● Written exercise
Pull out every line of the records below that contains the string "above", treating uppercase and lowercase letters as distinct.

— BEGIN —

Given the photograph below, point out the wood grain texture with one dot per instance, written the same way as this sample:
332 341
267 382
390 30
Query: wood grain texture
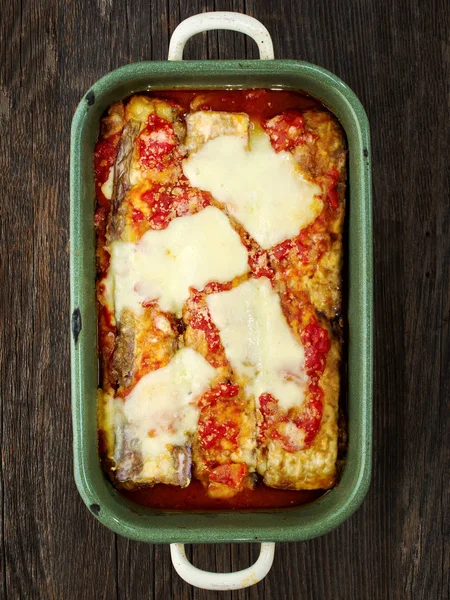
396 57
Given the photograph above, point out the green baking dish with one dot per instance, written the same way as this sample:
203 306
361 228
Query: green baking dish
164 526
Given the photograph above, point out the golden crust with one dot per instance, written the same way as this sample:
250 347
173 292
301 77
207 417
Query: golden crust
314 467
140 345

— END —
— BEGIN —

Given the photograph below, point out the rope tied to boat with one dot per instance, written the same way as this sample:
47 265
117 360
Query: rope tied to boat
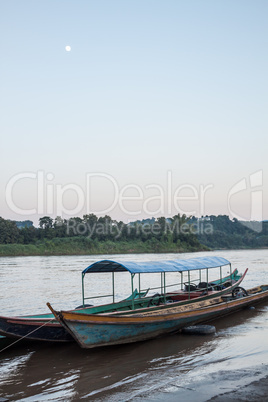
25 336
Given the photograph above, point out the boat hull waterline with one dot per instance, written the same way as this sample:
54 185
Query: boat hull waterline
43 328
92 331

— END —

● Solution to the exercise
Given the photograph above, point out the green baking dish with one dot per instance, written the same way as this sample:
Given the photograph above, point out the golden crust with one dot per instance, written the same way as this sample:
Given the photograph above, point out the boat hull waterline with one dot per instance, written the same way as this sample:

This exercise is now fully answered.